(TEXT)
In any event, within a few years, the mania for rankings had spread to the music industry. As early as 1913, Billboard, a music industry journal, had begun printing weekly sheet music bestseller charts and surveys of the most popular songs in vaudeville. In 1934, Billboard began reporting the most-played songs on network radio, giving rise to the first radio broadcast, in 1935, of "Your Hit Parade," a show in which singers performed, in ascending order, the most popular songs of the week, ranked on the basis of sheet music sales and radio airplay. By the 1950s, radio stations routinely operated on the basis of a "Top 40" format, playing over and over again the songs deemed most popular with listeners, and identifying, usually with great fanfare, the number that these songs had reached on the charts that week. (9)
In radio, Hooper, Nielson, and Arbitron ratings produced ranked lists of the most popular shows being broadcast, with the latter two companies surviving into the age of television, when their findings spelled life and death for each season's westerns, sit-coms, and quiz shows. Of course, with music, radio, and television, as with books, the potentially large gap between what was merely popular and what was musically of high quality was certainly clear to critics, and probably to many listeners as well. Thus, a regular end-of-year feature in many newspapers and magazines involved respected critics providing their "Ten Best" lists--most often of films, but sometimes for music, radio, and television as well. Needless to say, the overlap between such critics' lists and lists of what had sold the most in any given year was often purely coincidental.

(RECORD LIST)
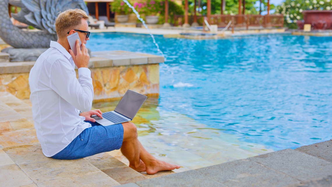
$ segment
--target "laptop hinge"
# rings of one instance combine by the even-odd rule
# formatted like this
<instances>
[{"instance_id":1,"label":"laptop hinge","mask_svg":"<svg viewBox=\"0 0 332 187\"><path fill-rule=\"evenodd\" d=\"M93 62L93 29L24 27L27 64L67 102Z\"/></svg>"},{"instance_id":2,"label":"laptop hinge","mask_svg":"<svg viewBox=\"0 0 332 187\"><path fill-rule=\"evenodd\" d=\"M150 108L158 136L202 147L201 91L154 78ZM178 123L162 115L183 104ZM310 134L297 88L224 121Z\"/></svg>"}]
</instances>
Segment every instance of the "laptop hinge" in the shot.
<instances>
[{"instance_id":1,"label":"laptop hinge","mask_svg":"<svg viewBox=\"0 0 332 187\"><path fill-rule=\"evenodd\" d=\"M115 110L114 110L114 111L115 112L117 112L117 113L120 114L120 115L123 115L123 116L124 116L124 117L126 117L127 118L128 118L128 119L130 119L130 120L132 120L132 119L131 119L130 117L127 117L126 116L124 115L124 114L121 114L121 113L119 113L119 112L117 112L117 111L116 111Z\"/></svg>"}]
</instances>

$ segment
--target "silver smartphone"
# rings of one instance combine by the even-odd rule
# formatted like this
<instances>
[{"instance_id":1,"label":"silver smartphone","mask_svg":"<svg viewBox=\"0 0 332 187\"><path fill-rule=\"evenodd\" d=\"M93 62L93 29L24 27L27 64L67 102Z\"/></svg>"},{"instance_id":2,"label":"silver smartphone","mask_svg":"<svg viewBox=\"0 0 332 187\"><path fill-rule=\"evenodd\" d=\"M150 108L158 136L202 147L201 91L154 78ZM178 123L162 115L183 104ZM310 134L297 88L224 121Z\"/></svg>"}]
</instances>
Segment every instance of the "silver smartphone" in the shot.
<instances>
[{"instance_id":1,"label":"silver smartphone","mask_svg":"<svg viewBox=\"0 0 332 187\"><path fill-rule=\"evenodd\" d=\"M80 39L78 33L76 32L73 34L70 35L67 37L67 39L68 40L68 42L69 42L69 45L70 46L70 49L72 50L74 54L76 56L77 54L77 52L76 50L76 40L77 39L80 42L80 47L81 48L81 50L82 50L82 43L81 42L81 40Z\"/></svg>"}]
</instances>

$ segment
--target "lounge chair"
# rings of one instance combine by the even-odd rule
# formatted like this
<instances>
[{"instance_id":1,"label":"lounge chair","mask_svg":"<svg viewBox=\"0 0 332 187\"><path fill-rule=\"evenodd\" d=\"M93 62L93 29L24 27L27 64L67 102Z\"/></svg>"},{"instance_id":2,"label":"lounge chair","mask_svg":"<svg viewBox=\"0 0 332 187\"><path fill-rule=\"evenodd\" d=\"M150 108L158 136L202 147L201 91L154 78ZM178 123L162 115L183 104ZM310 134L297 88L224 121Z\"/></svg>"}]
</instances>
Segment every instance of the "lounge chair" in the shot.
<instances>
[{"instance_id":1,"label":"lounge chair","mask_svg":"<svg viewBox=\"0 0 332 187\"><path fill-rule=\"evenodd\" d=\"M91 16L89 16L89 26L91 27L91 28L94 28L95 29L99 29L99 25L100 25L99 23L97 23L96 19L94 19Z\"/></svg>"},{"instance_id":2,"label":"lounge chair","mask_svg":"<svg viewBox=\"0 0 332 187\"><path fill-rule=\"evenodd\" d=\"M115 23L114 22L109 22L108 21L108 18L107 16L99 16L99 20L103 21L105 22L105 26L107 29L108 27L115 27Z\"/></svg>"}]
</instances>

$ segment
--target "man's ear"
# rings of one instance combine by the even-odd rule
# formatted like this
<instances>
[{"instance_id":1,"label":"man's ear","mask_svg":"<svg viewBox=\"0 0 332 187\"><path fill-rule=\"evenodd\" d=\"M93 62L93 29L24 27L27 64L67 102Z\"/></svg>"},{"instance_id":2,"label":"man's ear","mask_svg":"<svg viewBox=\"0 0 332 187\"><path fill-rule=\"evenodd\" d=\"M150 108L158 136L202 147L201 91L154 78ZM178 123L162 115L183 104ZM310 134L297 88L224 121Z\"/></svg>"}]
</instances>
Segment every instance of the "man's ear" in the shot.
<instances>
[{"instance_id":1,"label":"man's ear","mask_svg":"<svg viewBox=\"0 0 332 187\"><path fill-rule=\"evenodd\" d=\"M71 30L69 32L69 35L71 35L76 32L76 31L74 30Z\"/></svg>"}]
</instances>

(WHAT YOU ARE ASKED TO DO) Please pick up the passage on popularity rankings in music, radio, and television from its last sentence and carry it forward.

(ANSWER TO THIS TASK)
The gap between the judgment of the public and the judgment of experts was, of course. no less obvious in presidential politics than it was in literature and in popular entertainment. It was certainly evident to scholars that presidential popularity was not to be confused with presidential greatness. Warren G. Harding, after all, had won one of the greatest landslides in history in 1920, yet most scholars had little difficulty assessing his presidency as generally quite a poor one. Clearly, therefore, it was up to the scholars to sift the presidential wheat from the presidential chaff, to determine what mattered and what didn't in a presidency, and to establish the criteria by which presidential greatness was to be properly measured. It is hardly surprising, therefore, in the context of an American cultural climate characterized throughout the first half of the 20th century by a hunger for all kinds of pantheons and rankings, that there would come a moment when it would seem an interesting and useful idea to have knowledgeable people rank even the presidents. (10)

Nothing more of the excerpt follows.